Short task:
Reproduce the listing from the line with "Could you please locate the cowboy" through the line with "[51, 246, 640, 426]", swapping "recessed ceiling light" for "overhead lamp" and changing nothing else.

Lines of data:
★ ★ ★ ★ ★

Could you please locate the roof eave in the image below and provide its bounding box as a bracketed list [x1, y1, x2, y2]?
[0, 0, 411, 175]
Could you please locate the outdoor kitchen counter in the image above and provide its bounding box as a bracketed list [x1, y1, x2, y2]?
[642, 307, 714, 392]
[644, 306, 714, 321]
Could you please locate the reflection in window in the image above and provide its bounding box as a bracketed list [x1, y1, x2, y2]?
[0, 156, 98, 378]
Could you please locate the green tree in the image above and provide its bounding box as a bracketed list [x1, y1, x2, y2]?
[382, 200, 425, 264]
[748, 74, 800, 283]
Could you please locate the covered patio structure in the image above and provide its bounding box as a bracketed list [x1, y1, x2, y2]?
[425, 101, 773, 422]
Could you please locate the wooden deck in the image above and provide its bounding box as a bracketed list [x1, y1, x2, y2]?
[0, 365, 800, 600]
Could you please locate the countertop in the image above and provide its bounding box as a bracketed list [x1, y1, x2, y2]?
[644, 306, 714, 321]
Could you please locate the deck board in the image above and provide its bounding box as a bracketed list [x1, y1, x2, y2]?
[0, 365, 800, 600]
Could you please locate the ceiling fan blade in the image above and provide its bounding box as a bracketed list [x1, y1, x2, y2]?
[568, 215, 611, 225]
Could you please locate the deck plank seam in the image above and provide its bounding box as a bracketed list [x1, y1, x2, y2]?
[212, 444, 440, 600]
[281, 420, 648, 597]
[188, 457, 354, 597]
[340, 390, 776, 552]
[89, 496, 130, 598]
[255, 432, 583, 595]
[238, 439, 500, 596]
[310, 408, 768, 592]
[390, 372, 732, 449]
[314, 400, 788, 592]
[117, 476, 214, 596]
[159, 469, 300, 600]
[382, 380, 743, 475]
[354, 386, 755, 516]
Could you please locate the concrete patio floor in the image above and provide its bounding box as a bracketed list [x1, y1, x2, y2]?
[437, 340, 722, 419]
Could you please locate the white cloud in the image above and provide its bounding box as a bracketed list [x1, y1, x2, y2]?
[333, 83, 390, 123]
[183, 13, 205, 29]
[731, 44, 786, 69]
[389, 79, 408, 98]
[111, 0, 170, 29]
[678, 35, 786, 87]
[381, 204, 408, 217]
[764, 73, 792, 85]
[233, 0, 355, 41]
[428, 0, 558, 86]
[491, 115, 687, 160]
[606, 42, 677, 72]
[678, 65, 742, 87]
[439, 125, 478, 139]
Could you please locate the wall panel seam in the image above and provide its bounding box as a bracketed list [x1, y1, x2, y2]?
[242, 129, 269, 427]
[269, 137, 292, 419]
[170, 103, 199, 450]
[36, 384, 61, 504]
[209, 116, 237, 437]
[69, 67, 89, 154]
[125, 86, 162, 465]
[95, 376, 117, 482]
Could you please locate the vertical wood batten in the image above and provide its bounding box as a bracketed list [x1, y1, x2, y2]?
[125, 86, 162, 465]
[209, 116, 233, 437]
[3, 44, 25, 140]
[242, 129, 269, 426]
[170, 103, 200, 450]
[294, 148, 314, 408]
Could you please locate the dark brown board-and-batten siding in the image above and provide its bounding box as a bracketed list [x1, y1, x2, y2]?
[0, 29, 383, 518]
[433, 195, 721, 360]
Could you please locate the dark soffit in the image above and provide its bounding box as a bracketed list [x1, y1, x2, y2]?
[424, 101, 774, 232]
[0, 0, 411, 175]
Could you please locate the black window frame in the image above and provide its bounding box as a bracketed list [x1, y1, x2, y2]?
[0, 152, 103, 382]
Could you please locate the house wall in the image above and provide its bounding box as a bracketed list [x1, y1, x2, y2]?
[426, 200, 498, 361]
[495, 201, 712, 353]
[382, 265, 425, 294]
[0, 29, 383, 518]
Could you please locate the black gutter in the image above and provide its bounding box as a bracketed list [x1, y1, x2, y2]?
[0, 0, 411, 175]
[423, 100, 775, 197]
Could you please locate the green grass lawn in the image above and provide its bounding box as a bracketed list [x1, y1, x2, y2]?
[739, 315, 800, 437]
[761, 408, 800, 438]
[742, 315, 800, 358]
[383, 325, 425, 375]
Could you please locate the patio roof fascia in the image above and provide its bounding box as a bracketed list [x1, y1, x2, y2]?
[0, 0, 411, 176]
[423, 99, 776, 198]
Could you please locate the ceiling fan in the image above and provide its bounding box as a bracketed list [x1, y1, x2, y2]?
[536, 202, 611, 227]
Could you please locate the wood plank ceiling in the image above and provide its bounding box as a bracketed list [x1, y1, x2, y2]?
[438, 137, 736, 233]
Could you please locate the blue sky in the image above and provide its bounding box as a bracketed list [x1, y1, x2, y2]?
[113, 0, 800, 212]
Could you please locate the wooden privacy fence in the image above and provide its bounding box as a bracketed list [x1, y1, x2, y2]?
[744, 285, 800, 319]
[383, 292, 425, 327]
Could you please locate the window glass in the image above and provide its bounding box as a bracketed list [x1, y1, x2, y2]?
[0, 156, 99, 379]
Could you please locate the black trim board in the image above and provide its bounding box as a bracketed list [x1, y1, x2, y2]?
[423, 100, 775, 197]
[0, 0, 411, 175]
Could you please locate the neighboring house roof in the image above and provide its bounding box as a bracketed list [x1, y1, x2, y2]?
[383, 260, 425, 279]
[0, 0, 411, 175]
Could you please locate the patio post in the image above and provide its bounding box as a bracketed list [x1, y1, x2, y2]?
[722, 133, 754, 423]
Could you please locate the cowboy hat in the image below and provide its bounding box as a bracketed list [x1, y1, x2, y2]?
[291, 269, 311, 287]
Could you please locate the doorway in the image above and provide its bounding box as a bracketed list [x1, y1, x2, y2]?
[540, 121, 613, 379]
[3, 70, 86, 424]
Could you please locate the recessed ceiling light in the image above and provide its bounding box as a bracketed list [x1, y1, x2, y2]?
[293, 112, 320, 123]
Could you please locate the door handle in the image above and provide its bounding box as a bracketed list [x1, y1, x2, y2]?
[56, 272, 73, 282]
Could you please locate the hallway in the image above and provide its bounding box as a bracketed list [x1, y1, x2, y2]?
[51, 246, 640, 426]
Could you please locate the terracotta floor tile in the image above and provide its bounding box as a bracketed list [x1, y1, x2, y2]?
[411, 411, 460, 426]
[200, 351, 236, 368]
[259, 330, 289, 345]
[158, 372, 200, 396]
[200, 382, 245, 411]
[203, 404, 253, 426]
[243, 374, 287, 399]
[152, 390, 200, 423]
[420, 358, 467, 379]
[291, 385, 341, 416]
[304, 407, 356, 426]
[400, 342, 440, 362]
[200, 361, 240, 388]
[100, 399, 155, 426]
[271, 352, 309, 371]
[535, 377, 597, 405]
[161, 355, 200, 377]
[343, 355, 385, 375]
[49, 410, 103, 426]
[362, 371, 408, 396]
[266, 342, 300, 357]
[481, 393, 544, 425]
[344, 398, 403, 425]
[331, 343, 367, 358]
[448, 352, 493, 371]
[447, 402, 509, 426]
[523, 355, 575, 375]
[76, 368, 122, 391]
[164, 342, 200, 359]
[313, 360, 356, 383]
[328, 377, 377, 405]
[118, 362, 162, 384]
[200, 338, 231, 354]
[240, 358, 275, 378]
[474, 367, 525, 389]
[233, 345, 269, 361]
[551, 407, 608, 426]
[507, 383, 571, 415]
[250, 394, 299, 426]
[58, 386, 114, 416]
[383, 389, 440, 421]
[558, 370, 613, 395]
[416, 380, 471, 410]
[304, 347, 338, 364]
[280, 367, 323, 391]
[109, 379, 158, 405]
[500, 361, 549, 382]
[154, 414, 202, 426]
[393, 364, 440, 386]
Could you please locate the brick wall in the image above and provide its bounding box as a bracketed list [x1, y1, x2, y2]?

★ ★ ★ ★ ★

Response:
Could you please locate the cowboy hat in the image below and provide its bounding box as a bracketed list [x1, y1, x2, y2]?
[291, 269, 311, 287]
Could you please locate the doorway in the image above and provide its bounding box as a bracketed list [x1, y1, x2, y2]?
[540, 121, 613, 379]
[3, 70, 86, 424]
Could you please locate the overhead lamp in the image above and provide its bounding box as a bracketed list [x1, y1, x2, y2]?
[293, 112, 320, 123]
Could you please locate the door handle in the image above and provide its bounding box as a bracketed list [x1, y1, x2, y2]?
[56, 272, 73, 282]
Could you please locate the hallway in the image above and provide its bounding box as a bracketed list [x1, y1, x2, y2]?
[51, 246, 640, 426]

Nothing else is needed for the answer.